#### [WORK ITEM]
Print the entries below again exactly as they stand, but skip any picture.

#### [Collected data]
▼

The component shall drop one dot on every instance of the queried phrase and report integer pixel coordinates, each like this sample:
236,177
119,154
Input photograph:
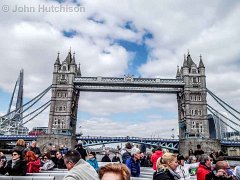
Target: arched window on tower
196,112
64,68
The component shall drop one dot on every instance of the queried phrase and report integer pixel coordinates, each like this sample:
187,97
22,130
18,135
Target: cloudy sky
116,38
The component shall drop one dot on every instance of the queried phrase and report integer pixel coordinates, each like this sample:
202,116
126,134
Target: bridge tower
64,103
192,108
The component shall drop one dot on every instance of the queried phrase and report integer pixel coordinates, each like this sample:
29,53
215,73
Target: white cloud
31,40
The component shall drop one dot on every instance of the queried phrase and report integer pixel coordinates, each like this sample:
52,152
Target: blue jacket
93,162
134,167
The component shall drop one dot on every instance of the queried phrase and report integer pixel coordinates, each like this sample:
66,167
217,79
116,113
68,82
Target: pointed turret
69,57
201,65
79,71
178,75
185,61
189,60
57,62
73,59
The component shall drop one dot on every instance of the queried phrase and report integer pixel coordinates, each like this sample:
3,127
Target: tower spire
57,62
178,75
185,61
79,70
201,65
73,59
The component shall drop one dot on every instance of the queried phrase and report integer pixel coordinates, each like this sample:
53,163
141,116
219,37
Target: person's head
30,156
79,145
190,152
135,153
92,155
71,158
158,148
222,165
20,142
34,144
167,161
107,153
128,145
116,171
16,155
192,159
180,159
46,157
198,146
205,159
58,155
236,172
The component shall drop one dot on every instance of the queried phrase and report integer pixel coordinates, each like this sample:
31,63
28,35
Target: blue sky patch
69,33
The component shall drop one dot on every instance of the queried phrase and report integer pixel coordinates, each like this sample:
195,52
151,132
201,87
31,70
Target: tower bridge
189,86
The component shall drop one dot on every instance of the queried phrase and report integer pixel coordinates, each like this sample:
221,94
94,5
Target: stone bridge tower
64,103
192,108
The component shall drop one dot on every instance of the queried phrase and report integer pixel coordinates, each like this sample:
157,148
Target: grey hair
203,158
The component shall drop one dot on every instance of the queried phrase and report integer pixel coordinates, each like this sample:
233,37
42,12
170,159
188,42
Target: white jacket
81,171
183,171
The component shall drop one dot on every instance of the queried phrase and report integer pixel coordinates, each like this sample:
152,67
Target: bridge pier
207,145
45,141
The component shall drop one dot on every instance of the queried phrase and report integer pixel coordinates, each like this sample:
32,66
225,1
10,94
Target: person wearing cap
157,154
236,172
183,169
78,169
220,172
82,151
133,163
92,160
16,166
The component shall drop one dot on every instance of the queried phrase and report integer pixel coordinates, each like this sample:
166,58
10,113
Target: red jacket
202,171
155,157
33,166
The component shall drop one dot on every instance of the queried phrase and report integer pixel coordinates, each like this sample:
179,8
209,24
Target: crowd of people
125,164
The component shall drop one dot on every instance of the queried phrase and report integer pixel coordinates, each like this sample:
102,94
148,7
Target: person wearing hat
236,172
92,160
133,163
16,166
183,169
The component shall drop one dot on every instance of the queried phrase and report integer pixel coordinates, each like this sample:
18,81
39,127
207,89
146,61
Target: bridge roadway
94,140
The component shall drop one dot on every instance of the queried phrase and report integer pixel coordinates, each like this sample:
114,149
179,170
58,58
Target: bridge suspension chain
219,102
41,94
211,108
43,107
224,117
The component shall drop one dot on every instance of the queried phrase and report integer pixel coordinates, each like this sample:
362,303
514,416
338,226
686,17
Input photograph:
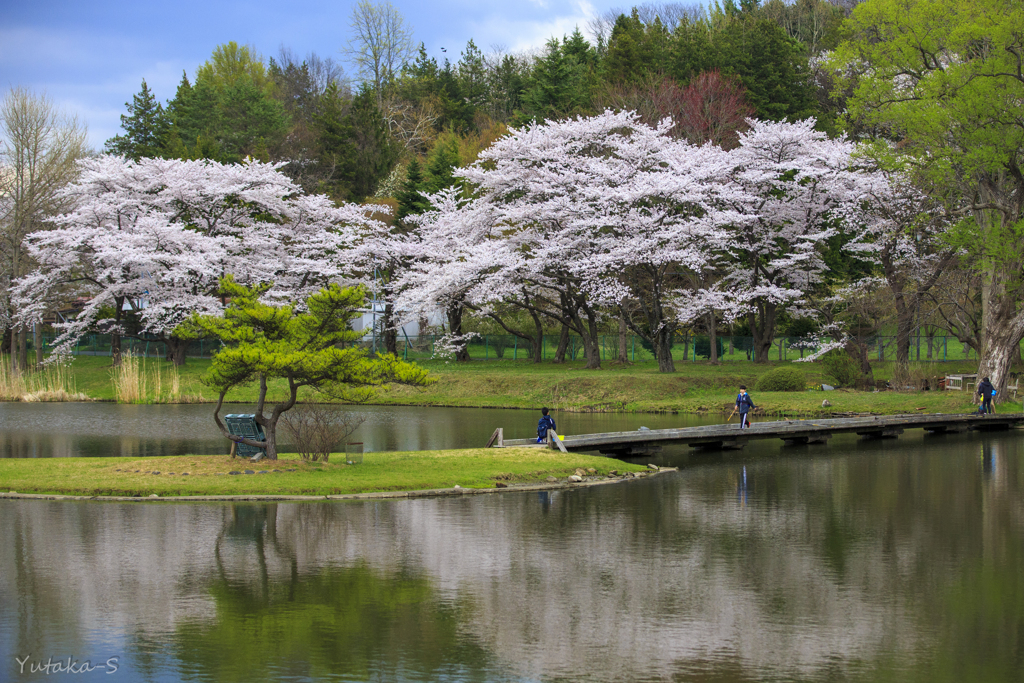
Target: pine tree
441,162
411,201
144,125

▲

#### [PROBLEM SOLUTION]
The component shall drop one dot on every instance of the queried phrase and report integer pixel coordinates, each like this sample:
236,177
119,154
Input photograph:
Target: arched window on tower
196,112
64,68
The component shall drop one dot on every instance of the queried phrase and report integer pixel coordinates, each like this sample:
187,97
22,130
18,135
Target: cloudy sky
116,38
The component shall drop one dot on every instance of the queried phrase and report integer pixel coordinates, each like this sample:
202,116
126,134
Target: bridge tower
64,103
192,108
The component shall drop one dot on every instance of the queried phrase and report integer pixel coordinates, each like this sample:
29,53
215,73
Target: white cloud
31,40
The component shall drop one dot on every instance of the queried phrase and report integer pixel coordinates, each like this sample:
52,152
Target: blue jacket
93,162
134,167
The component shall drop one dot on every instance of the queried phrase and report integer pixel coordinates, each like this sample:
66,167
217,79
116,113
68,82
Target: pointed turret
69,57
201,65
79,71
178,75
185,61
189,60
57,62
73,59
The component shall drop one dot on every instance of the queried phrase and report integer pixel coordinates, each like this sample:
3,127
Target: tower spire
57,62
178,75
185,61
79,70
201,65
73,59
The component shall drop one dot on every instance of the queried phrase and report integer pixel coordinates, each like this sample:
53,163
141,116
219,37
Target: person's head
30,156
79,145
190,152
135,153
92,155
71,158
158,148
222,165
20,142
34,144
167,161
107,153
128,145
116,171
16,155
192,159
180,159
46,157
198,146
205,159
58,155
236,172
The component shall drop one dot on every instance of the queried phrase and report integer pixel coordinates, each like this sample:
31,63
28,35
Target: blue sky patch
69,33
The component shall drop one dot on every instance of the queried phrase and report integer pixel coordinates, each like this sample:
195,52
151,132
201,87
31,70
Target: tower bridge
189,86
The component shall drop one dot on every instance of the queried phrase and report integer pixel coordinates, each like this sample:
221,94
94,5
Target: stone bridge tower
64,103
192,108
The component shall drop one dot on every instance of the queried phrase and report integer pixel coordinates, each like this sample:
157,148
Target: grey hair
203,158
The component shall drop one dot on every instance of the queried phrase and report integer pixel coordinates, each like this sample:
233,37
42,12
170,159
188,42
Target: white jacket
81,171
183,171
The component shall drop one dot on every instance of the queried phrase and report integer pixel coordinates, each like this sample:
152,67
Target: bridge pier
207,145
45,141
The component shall drop one dot on every instance of the queried phrase and report integer pixel coordinates, each like this sample:
32,66
225,1
10,94
Target: person wearing cap
157,154
236,172
183,169
78,169
220,172
82,151
133,163
92,160
16,166
The component shall drop one dot on every instance of the queried phrase and report integer pixel coordinates, each like this sample:
166,58
10,113
Target: red jacket
202,171
155,157
33,166
The component shall drop one dot on every instance of the queried phrase and report integer pixel coordinates, each like this sample:
179,8
209,24
Target: crowd of people
125,164
The component shall drop one dot on every instance of the queried phrase and report integer pixel coordinates, each like this sample:
102,94
148,7
Target: person wearing hat
236,172
92,160
133,163
16,166
183,169
The component shall drop one dot on every instance of the queried phrase and report integer pixel coordinates, each like this sample:
18,81
39,127
207,89
146,61
Target: bridge roadway
94,140
The component shall drop one dot on every instance of the queried phrase and report integer pixel coordinates, each like this sample:
114,149
179,170
58,58
Target: bridge suspension chain
219,102
41,94
211,108
43,107
224,117
The component shall drop one dot on every instance of the queried phrase and report integer pixel coordinates, each like this sample:
362,303
514,416
338,226
686,17
Input photograph:
Target: pine tree
441,162
411,201
144,125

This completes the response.